THE RECORDS
★ ★ ★ ★

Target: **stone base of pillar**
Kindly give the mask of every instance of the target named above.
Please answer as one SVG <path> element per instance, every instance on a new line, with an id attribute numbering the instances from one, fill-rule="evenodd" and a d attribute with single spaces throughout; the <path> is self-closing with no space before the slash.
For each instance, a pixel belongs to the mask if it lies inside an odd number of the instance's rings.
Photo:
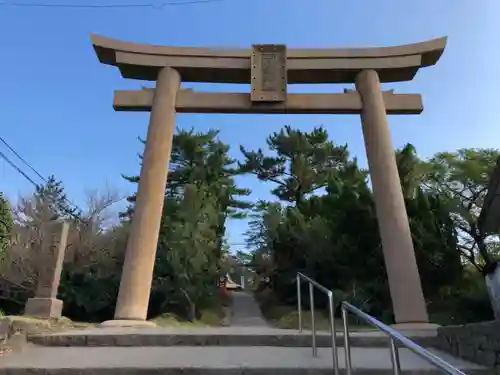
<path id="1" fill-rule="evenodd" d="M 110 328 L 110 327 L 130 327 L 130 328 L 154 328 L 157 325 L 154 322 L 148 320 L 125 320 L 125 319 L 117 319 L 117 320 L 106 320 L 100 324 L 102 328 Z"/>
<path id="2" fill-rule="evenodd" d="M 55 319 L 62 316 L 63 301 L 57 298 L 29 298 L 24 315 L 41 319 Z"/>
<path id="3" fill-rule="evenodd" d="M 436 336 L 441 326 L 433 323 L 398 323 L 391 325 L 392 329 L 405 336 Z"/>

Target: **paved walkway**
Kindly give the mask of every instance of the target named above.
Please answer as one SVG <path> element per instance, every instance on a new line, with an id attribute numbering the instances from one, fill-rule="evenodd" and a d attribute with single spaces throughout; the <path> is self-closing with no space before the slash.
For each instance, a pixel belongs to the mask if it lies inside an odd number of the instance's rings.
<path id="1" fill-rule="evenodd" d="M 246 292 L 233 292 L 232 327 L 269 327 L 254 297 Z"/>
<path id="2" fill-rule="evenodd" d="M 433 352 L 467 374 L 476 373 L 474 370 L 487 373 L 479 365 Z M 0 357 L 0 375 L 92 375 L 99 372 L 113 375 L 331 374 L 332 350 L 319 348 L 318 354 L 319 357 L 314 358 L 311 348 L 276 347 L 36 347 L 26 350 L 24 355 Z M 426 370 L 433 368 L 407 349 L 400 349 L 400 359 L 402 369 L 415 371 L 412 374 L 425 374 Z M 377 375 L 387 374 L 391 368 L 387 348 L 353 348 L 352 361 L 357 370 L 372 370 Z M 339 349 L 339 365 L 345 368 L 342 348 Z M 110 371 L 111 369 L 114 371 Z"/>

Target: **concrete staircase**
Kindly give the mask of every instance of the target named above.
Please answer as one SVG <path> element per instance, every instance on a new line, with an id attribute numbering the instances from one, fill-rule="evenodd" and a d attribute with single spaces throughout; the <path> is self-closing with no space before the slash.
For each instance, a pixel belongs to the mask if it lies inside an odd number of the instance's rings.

★ ★ ★ ★

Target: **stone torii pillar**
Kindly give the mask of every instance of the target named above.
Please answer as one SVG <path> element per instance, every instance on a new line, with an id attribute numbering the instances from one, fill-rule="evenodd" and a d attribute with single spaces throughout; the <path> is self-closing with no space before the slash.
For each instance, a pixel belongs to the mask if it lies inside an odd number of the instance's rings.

★ ★ ★ ★

ASSIGNED TASK
Scan the data above and copy each line containing the word "stone".

ANSWER AREA
Target: **stone base of pillar**
Target: **stone torii pillar**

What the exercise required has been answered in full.